_Goal of the exercise:_ Count the lines in the rows below that contain the string "white". Give only the number.

_Provided material:_
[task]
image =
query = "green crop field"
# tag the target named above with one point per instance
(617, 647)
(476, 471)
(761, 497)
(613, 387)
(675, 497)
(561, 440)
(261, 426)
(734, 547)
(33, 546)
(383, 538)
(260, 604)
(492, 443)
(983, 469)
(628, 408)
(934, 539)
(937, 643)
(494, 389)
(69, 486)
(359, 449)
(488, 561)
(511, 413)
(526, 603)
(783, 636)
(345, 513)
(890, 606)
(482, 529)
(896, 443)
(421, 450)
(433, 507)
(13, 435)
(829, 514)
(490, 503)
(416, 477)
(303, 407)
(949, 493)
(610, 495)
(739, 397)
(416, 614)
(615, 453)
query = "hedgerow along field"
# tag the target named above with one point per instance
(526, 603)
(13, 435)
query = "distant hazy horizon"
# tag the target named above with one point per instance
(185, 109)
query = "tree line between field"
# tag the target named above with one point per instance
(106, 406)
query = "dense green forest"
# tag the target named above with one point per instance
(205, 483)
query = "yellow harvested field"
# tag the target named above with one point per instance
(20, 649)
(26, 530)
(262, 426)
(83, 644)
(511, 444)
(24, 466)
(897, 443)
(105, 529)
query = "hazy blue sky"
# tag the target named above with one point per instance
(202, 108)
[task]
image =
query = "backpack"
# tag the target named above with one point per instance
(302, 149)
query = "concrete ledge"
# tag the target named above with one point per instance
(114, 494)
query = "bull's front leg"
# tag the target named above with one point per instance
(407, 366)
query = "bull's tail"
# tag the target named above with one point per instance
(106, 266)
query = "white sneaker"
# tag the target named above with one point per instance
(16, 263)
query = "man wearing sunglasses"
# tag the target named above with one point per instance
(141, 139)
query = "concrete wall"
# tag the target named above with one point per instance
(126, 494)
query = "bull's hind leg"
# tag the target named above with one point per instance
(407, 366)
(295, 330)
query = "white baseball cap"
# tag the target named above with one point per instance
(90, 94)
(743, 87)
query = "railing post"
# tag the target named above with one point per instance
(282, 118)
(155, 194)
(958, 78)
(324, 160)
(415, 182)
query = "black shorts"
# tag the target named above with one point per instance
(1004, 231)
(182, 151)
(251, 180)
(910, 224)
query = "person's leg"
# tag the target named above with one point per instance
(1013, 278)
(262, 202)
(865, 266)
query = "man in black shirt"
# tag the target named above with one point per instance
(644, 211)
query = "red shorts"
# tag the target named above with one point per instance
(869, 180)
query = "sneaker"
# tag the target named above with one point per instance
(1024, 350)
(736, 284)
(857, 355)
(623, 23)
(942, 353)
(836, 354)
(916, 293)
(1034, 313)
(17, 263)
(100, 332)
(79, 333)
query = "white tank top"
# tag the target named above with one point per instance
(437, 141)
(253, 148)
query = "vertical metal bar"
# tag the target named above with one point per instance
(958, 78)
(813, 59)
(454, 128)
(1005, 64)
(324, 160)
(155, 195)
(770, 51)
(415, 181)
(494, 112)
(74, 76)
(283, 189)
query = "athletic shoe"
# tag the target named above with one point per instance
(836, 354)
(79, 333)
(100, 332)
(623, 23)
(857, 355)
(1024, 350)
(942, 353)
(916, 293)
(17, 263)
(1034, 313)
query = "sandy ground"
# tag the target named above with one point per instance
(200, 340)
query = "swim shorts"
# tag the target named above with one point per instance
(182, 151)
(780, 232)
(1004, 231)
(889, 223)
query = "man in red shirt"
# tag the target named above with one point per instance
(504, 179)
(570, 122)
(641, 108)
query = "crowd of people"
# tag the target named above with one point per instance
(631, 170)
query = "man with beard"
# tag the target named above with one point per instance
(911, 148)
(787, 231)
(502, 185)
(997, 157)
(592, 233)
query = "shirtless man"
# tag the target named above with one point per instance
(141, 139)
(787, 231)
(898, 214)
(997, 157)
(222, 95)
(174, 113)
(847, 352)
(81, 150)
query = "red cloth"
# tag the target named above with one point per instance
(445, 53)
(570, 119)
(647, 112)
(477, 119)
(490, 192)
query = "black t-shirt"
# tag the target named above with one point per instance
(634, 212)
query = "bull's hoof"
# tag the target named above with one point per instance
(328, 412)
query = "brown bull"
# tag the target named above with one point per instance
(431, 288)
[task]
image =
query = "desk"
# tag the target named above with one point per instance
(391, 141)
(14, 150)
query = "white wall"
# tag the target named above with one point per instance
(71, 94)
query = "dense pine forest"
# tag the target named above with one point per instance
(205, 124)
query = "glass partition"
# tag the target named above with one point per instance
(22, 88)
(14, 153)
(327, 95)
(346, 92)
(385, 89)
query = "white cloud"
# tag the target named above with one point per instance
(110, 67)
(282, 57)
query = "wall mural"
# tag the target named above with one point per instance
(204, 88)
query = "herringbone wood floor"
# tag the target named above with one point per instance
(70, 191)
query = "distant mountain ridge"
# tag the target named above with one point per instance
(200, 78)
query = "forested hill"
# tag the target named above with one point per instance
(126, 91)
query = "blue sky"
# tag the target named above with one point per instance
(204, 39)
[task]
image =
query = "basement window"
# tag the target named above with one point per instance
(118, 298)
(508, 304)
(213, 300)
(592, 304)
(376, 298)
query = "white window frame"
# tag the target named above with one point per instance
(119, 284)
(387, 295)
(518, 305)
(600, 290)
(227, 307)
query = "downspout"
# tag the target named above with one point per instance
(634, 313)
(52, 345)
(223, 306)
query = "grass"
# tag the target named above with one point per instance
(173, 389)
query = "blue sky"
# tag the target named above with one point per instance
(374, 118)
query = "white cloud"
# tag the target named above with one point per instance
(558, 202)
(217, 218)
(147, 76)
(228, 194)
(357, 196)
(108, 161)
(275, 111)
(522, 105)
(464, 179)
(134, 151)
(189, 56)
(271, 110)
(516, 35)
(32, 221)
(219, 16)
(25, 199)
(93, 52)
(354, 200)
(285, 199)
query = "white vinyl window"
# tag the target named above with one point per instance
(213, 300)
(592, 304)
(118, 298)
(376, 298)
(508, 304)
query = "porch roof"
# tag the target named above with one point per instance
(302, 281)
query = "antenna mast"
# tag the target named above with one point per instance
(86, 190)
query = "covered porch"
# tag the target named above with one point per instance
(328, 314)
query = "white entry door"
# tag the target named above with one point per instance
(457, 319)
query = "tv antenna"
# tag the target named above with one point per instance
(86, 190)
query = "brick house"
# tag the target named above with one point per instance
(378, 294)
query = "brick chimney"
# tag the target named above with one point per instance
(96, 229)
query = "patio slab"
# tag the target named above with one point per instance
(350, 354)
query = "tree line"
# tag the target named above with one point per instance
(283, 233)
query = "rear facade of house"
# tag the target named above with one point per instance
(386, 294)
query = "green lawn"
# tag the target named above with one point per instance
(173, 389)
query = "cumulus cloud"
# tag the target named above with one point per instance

_Correct response:_ 9